── Source data ──

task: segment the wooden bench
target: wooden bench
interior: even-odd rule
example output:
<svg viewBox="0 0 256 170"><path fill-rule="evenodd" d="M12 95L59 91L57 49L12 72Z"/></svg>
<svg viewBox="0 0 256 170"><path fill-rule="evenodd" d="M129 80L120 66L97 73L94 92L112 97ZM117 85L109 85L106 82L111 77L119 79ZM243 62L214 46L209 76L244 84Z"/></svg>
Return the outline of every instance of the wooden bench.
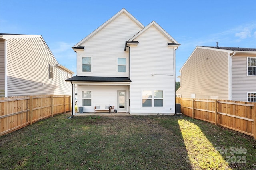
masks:
<svg viewBox="0 0 256 170"><path fill-rule="evenodd" d="M108 112L110 113L109 105L96 105L94 106L94 113Z"/></svg>

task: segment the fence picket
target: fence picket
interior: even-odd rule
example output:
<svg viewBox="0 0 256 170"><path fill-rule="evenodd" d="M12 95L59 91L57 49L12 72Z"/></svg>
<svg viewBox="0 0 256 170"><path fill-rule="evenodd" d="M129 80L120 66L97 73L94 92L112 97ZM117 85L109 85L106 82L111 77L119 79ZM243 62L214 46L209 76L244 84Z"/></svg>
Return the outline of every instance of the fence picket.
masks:
<svg viewBox="0 0 256 170"><path fill-rule="evenodd" d="M184 115L254 137L256 104L240 101L176 98Z"/></svg>
<svg viewBox="0 0 256 170"><path fill-rule="evenodd" d="M0 98L0 136L71 111L70 98L70 96L47 95Z"/></svg>

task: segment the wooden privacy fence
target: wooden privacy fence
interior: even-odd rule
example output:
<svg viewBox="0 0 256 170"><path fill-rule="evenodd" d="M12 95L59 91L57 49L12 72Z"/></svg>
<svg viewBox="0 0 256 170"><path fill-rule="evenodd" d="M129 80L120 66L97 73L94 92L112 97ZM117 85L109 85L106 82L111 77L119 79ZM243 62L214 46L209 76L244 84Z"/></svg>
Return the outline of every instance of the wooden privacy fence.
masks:
<svg viewBox="0 0 256 170"><path fill-rule="evenodd" d="M256 103L176 98L184 115L254 137Z"/></svg>
<svg viewBox="0 0 256 170"><path fill-rule="evenodd" d="M70 96L0 98L0 136L71 109Z"/></svg>

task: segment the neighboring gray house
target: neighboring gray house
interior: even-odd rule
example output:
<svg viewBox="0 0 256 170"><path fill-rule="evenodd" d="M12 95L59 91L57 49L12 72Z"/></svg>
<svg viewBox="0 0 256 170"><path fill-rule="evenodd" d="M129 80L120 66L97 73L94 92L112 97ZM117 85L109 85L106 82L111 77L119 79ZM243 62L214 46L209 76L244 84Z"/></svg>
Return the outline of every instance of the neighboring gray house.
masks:
<svg viewBox="0 0 256 170"><path fill-rule="evenodd" d="M77 86L78 106L88 112L114 105L133 115L174 115L180 45L154 21L145 27L122 9L72 47L78 76L66 81Z"/></svg>
<svg viewBox="0 0 256 170"><path fill-rule="evenodd" d="M182 98L256 102L256 49L198 46L180 69Z"/></svg>
<svg viewBox="0 0 256 170"><path fill-rule="evenodd" d="M74 73L60 64L41 35L0 33L0 97L71 95Z"/></svg>

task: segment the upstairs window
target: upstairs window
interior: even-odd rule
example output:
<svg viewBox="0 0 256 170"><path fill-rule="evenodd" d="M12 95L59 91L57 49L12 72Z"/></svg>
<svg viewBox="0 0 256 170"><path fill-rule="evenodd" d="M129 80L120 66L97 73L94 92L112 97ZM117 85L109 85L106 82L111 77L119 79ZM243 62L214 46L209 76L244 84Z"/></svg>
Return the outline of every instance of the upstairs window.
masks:
<svg viewBox="0 0 256 170"><path fill-rule="evenodd" d="M117 59L117 72L126 72L126 59L118 58Z"/></svg>
<svg viewBox="0 0 256 170"><path fill-rule="evenodd" d="M92 58L88 57L83 57L83 71L92 71Z"/></svg>
<svg viewBox="0 0 256 170"><path fill-rule="evenodd" d="M83 106L92 106L92 91L83 91Z"/></svg>
<svg viewBox="0 0 256 170"><path fill-rule="evenodd" d="M256 57L247 57L247 75L256 76Z"/></svg>
<svg viewBox="0 0 256 170"><path fill-rule="evenodd" d="M49 78L53 79L53 66L49 64Z"/></svg>
<svg viewBox="0 0 256 170"><path fill-rule="evenodd" d="M248 102L256 102L256 93L247 93L248 94Z"/></svg>

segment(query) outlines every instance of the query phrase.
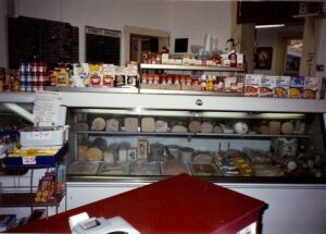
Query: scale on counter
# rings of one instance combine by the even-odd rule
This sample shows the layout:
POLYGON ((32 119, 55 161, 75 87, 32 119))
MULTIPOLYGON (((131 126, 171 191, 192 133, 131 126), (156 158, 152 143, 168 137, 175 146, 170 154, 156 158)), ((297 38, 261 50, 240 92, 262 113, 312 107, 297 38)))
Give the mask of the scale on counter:
POLYGON ((140 234, 122 217, 89 218, 86 212, 70 217, 72 234, 140 234))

───

» Stated task
Could you duplicate every line above word for word, omitting the pictures from your copy?

» Response to the exercise
task: segment the wooden bench
target: wooden bench
interior: even-odd rule
example output:
<svg viewBox="0 0 256 170"><path fill-rule="evenodd" d="M12 95L59 91L57 49L12 72Z"/></svg>
<svg viewBox="0 0 256 170"><path fill-rule="evenodd" d="M129 80L120 66L97 73L94 92L112 97ZM117 85L109 85L106 82L111 77L119 79ZM243 62L214 46L209 76L244 84Z"/></svg>
Return the outline of every instance of the wooden bench.
masks:
<svg viewBox="0 0 256 170"><path fill-rule="evenodd" d="M108 112L110 113L109 105L96 105L94 106L94 113Z"/></svg>

task: segment the fence picket
target: fence picket
interior: even-odd rule
example output:
<svg viewBox="0 0 256 170"><path fill-rule="evenodd" d="M12 95L59 91L57 49L12 72Z"/></svg>
<svg viewBox="0 0 256 170"><path fill-rule="evenodd" d="M129 80L120 66L97 73L94 92L112 97ZM117 85L109 85L106 82L111 77L119 79ZM243 62L214 46L209 76L244 84Z"/></svg>
Return the outline of every instance of the fence picket.
masks:
<svg viewBox="0 0 256 170"><path fill-rule="evenodd" d="M184 115L254 137L256 104L240 101L176 98Z"/></svg>
<svg viewBox="0 0 256 170"><path fill-rule="evenodd" d="M0 98L0 136L71 111L70 98L70 96L47 95Z"/></svg>

task: segment the wooden privacy fence
target: wooden privacy fence
interior: even-odd rule
example output:
<svg viewBox="0 0 256 170"><path fill-rule="evenodd" d="M12 95L59 91L57 49L12 72Z"/></svg>
<svg viewBox="0 0 256 170"><path fill-rule="evenodd" d="M129 80L120 66L97 73L94 92L112 97ZM117 85L109 85L106 82L111 77L119 79ZM243 62L214 46L209 76L244 84Z"/></svg>
Return the outline of every instance of the wooden privacy fence.
masks:
<svg viewBox="0 0 256 170"><path fill-rule="evenodd" d="M256 103L176 98L184 115L254 137Z"/></svg>
<svg viewBox="0 0 256 170"><path fill-rule="evenodd" d="M70 96L0 98L0 136L71 109Z"/></svg>

task: segment the neighboring gray house
target: neighboring gray house
interior: even-odd rule
example output:
<svg viewBox="0 0 256 170"><path fill-rule="evenodd" d="M12 95L59 91L57 49L12 72Z"/></svg>
<svg viewBox="0 0 256 170"><path fill-rule="evenodd" d="M129 80L120 66L97 73L94 92L112 97ZM117 85L109 85L106 82L111 77L119 79ZM243 62L214 46L209 76L244 84Z"/></svg>
Return the outline of every instance of the neighboring gray house.
masks:
<svg viewBox="0 0 256 170"><path fill-rule="evenodd" d="M77 86L78 106L88 112L114 105L133 115L174 115L180 45L154 21L145 27L122 9L72 47L78 76L66 81Z"/></svg>
<svg viewBox="0 0 256 170"><path fill-rule="evenodd" d="M182 98L256 102L256 49L198 46L180 69Z"/></svg>
<svg viewBox="0 0 256 170"><path fill-rule="evenodd" d="M74 73L60 64L41 35L0 33L0 97L71 95Z"/></svg>

task: segment the upstairs window
target: upstairs window
interior: even-odd rule
example output:
<svg viewBox="0 0 256 170"><path fill-rule="evenodd" d="M12 95L59 91L57 49L12 72Z"/></svg>
<svg viewBox="0 0 256 170"><path fill-rule="evenodd" d="M129 80L120 66L97 73L94 92L112 97ZM117 85L109 85L106 82L111 77L119 79ZM243 62L214 46L209 76L244 84Z"/></svg>
Return the outline of every instance of the upstairs window.
masks:
<svg viewBox="0 0 256 170"><path fill-rule="evenodd" d="M117 59L117 72L126 72L126 59L118 58Z"/></svg>
<svg viewBox="0 0 256 170"><path fill-rule="evenodd" d="M92 58L88 57L83 57L83 71L92 71Z"/></svg>
<svg viewBox="0 0 256 170"><path fill-rule="evenodd" d="M83 106L92 106L92 91L83 91Z"/></svg>
<svg viewBox="0 0 256 170"><path fill-rule="evenodd" d="M256 57L247 57L247 75L256 76Z"/></svg>
<svg viewBox="0 0 256 170"><path fill-rule="evenodd" d="M49 78L53 79L53 66L49 64Z"/></svg>
<svg viewBox="0 0 256 170"><path fill-rule="evenodd" d="M248 102L256 102L256 93L247 93L248 94Z"/></svg>

segment(query) outlines every instance of the query phrase.
Query: scale on counter
# rings of one instance combine by the even-odd rule
This sample shows the layout:
POLYGON ((32 119, 55 161, 75 87, 32 119))
MULTIPOLYGON (((131 126, 171 191, 192 133, 131 126), (156 158, 152 143, 168 137, 175 146, 170 154, 156 158)), ((297 38, 261 50, 240 92, 262 113, 312 107, 297 38)))
Give the mask of the scale on counter:
POLYGON ((140 234, 122 217, 89 218, 86 212, 70 217, 72 234, 140 234))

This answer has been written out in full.